> **TEXT SECTION**
◆ ◆ ◆ ◆ ◆

# Look what followed me home from school



## Sparkle&Spunk (Jan 26, 2010)

Michelle said:


> They have about 15 cats so they dont notice when one is missing. I just looked again and there he is...


are you serious?? I'm pretty sure that's hording and illegal


----------



## myfunnyvalentine (Mar 9, 2010)

That is so sweet. I had that happen to me before but once the cat got in, he didn't want out and did about everything to keep that from happening. Cats seem to gravitate towards people when they need something. Are your neighbors cats all outside cats? But 15 thats crazy. :arrogant (2):


----------



## Sparkle&Spunk (Jan 26, 2010)

cats are actually better equipped to fend for themselves than our dogs are- how many mice, birds, or other small animals has your dog killed? (none I'll bet) but for the cat is a daily natural thing to do
I wouldn't worry too much about the cat going hungry, if you're worried about his weight, catch him in a crate, and take him to the vet other wise there's not much else you can LEGALLY do, it is your neighbors cat, so keeping him in your home could be considered a theft.


btw, how's Atticus leg healing? is he all better yet?!?!  we want him to come play with us at our next poodle playdate!


----------



## Birdie (Jun 28, 2009)

Hahah I had a neighbor's cat follow me home one time. She was also an outside cat, a total doll. She was SO sweet, I'd known her for years cause I'd always see her chilling under the bushes on my walks around the neighborhood and I'd stop to pet her. The woman who owned her was a single mom with four children (ages 3, 5, 10, and 16 if I remember correctly) who were all home-schooled. They have four or five dogs at a time (all in the backyard, all the time), as well as anywhere between four and eight cats (sometimes one of their cats would have kittens, too, or they'd foster a litter, so that's up to 12 or so cats at once, as well as the dogs). 

Their house reeked of urine and feces; you could smell it at the opposite end of the cul-de-sac. It was disgusting, all of their animals were underfed and under socialized. They've had dogs escape from their fence and wander the neighborhood, barking and growling at people who try to return them home (and then when they finally DID get back home, the owners acted like it was totally normal for their dogs to escape. ughhh). I hate them, always have. They were "fostering" a German shepherd pup at one point for several months; he was tethered out on their front steps the ENTIRE time, stepping in his own crap and drinking out of dirty bowls. It looked like something you'd see out of "Animal cops" or something. It was atrocious, that poor pup.

◆ ◆ ◆ ◆ ◆

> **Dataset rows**
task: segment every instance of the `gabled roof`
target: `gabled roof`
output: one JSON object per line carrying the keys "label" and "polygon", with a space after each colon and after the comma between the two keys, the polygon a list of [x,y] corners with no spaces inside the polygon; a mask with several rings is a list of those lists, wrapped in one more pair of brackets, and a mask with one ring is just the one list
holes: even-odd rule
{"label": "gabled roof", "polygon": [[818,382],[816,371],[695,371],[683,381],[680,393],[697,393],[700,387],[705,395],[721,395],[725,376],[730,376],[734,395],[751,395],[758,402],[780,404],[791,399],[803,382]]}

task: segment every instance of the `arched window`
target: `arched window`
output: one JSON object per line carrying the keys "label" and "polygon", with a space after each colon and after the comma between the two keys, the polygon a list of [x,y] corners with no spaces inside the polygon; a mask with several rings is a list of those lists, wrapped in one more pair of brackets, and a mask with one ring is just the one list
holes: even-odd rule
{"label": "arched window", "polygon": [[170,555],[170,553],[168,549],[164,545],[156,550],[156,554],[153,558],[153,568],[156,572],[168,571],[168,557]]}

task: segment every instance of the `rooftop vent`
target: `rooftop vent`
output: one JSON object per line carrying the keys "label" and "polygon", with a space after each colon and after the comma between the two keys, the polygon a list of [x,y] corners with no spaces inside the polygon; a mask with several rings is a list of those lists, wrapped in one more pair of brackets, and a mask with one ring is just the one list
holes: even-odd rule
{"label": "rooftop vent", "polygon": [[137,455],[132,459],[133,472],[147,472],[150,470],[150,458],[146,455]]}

◆ ◆ ◆ ◆ ◆

> **TASKS**
1. Rewrite the cat thread starting with "cats are actually" and going on through "considered a theft.", with "crate" swapped for "carrier".
2. Continue the forum thread about the neighbor's cat from the point where it stops.

> **ANSWERS PER TASK**
1.
cats are actually better equipped to fend for themselves than our dogs are- how many mice, birds, or other small animals has your dog killed? (none I'll bet) but for the cat is a daily natural thing to do
I wouldn't worry too much about the cat going hungry, if you're worried about his weight, catch him in a carrier, and take him to the vet other wise there's not much else you can LEGALLY do, it is your neighbors cat, so keeping him in your home could be considered a theft.

2.
But yeah, their cat, Smudge, followed me home during the summer, we gave her some water since the bowls were empty at their neighbor's house (who leaves out food and water for the lady's outside cats who, otherwise, would probably have no food/water for days at a time). She was crazy thin, too. You could feel all her ribs and hips and stuff, yikes. Probably because she was stuck out in the hot TN summer with barely any food or water. :rolffleyes: 
She stayed with us for a few days, and I thought, "I should probably take her home". I walked her down the street and as soon as we got to the cul-de-sac where her old house was, she stopped dead. I coaxed her to come, she didn't. I picked her up so I could bring her to their house (she loves being picked up at my house or whenever I was out on walks). She was fine until we started towards the steps of their house, she was meowing, groaning, and clawing. She was very distressed, and finally jumped out of my arms and ran back to my house!! LOL I tried several more times to return her, but she refused and would go back to my house, so she stayed with us for about a year. 
They didn't notice she was gone until 9 months later, when they FINALLY started looking for her. :doh: Some people... She's gone now. We'd let her out some days and I guess they found her one day and kept her inside from then on. (but a few months later, they asked me if I'd seen Smudge.. sounds like she took up residence in someone else's house, again..) 

Hahahah oops, I'm rambling!! Relevance: sometimes neighborhood cats are better off with out their old family. Maybe you should take him to a shelter, just tell them he's a stray (since he practically is, if he wanders outside all day). But, it's up to you. Use your best judgment. I'm pretty sure having 15 cats IS illegal hoarding though...


----------



## *tina* (Jan 3, 2010)

On the news a few weeks ago, they had a thing about 45 cats in an apartment being rescued but that wasn't illegal. Of course, in Hawaii, pet abandonment is a fairly regular thing. I feel bad for "pets" who go un-loved. I am not a cat person, but if I had a cat follow me home and it was fairly tame, I would probably give it some water and then take it to the shelter or cat rescue.


----------



## Sparkle&Spunk (Jan 26, 2010)

problem with the shelters is that you have to make sure to take it to a non kill shelter, other wise it could be put to sleep within a very short time


----------



## Fluffyspoos (Aug 11, 2009)

Aww.. he looks REALLY sweet. He just wants to be loved.


----------



## Harley_chik (Nov 7, 2008)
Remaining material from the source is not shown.